- _DIRECTION_: Reproduce all of the material below word for word, leaving out the pictures.

———

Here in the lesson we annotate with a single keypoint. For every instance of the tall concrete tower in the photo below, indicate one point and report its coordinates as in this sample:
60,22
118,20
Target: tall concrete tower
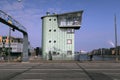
58,35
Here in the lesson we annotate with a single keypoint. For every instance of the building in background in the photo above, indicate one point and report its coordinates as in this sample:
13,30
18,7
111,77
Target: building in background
58,32
16,46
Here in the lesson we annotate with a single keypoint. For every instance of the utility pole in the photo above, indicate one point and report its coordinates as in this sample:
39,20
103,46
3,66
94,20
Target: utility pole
116,52
9,43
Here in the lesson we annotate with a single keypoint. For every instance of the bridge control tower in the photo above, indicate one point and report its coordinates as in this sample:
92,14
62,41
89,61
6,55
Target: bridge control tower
58,32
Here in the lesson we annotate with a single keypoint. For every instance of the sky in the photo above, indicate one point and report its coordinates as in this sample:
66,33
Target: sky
97,30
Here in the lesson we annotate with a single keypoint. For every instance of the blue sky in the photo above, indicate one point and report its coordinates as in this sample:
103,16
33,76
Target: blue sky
97,29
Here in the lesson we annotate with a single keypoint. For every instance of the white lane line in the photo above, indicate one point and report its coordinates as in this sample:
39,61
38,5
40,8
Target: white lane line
61,69
34,73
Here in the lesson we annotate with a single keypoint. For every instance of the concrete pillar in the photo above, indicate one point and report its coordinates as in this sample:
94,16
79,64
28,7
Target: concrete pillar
25,48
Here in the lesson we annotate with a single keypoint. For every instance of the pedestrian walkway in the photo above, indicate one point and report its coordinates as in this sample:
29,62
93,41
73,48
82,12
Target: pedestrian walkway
60,71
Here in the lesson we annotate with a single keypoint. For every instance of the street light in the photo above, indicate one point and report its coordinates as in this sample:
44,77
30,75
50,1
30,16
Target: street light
115,38
9,50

———

- _REPLY TO THE EXERCISE_:
Here in the lesson we annotate with a single keypoint. For every instance of the tall concrete tower in the photo below, indicate one point and report its coordinates as in this sample:
60,22
118,20
Target: tall concrete tower
58,35
Here in the lesson we annotate with a single keypoint. For every instance of the building in background in the photo above, indicate one point and report its coordinates as in this sample:
13,30
18,7
111,77
Target: building in background
58,32
16,46
Here in the lesson we annotate with a single keypoint. For every instance of the utility pole in the photo above, indicate one point and report its coordinates as in this sample:
39,20
103,46
3,66
94,20
Target: utility pole
116,52
9,43
Here in the lesson we annotate with a single keypoint. For every instance of the bridge control tower in the photo above, indicate one point and report its coordinates as in this sample:
92,14
62,41
89,61
6,55
Target: bridge control tower
58,32
Here in the lesson we annotate with a single keypoint. For every instance of the sky in the photo above, indicate one point and report its coordinates as in this sample:
66,33
Target: sky
97,30
Here in the lesson we annotate with a single keypoint. For every instance of the blue sky in the photo above, indicate one point and report its coordinates as in this sample:
103,16
33,76
Target: blue sky
97,29
Here in the lesson we annotate with a single keypoint. For every instance of the white lane line in the photo above, indicate one point and report its coordinates as in this sample:
39,61
38,5
40,8
Target: white lane line
61,69
34,73
Here in the lesson we annotate with a single keypoint. For every instance of the concrete pillar in the photo above, indicate one point and report its coordinates as in this sample:
94,16
79,64
28,7
Target: concrete pillar
25,48
Here in the lesson we annotate with a single keypoint. For every instance of the pedestrian walkway in the photo above, indicate one point and report its coordinates as in this sample:
29,62
93,41
73,48
82,12
Target: pedestrian walkway
60,71
Here in the lesson we annotate with a single keypoint. For every instance of the street light in the photo above, indicate one point and report its coordinates as in this sample:
44,77
30,75
50,1
30,16
Target: street light
115,38
9,50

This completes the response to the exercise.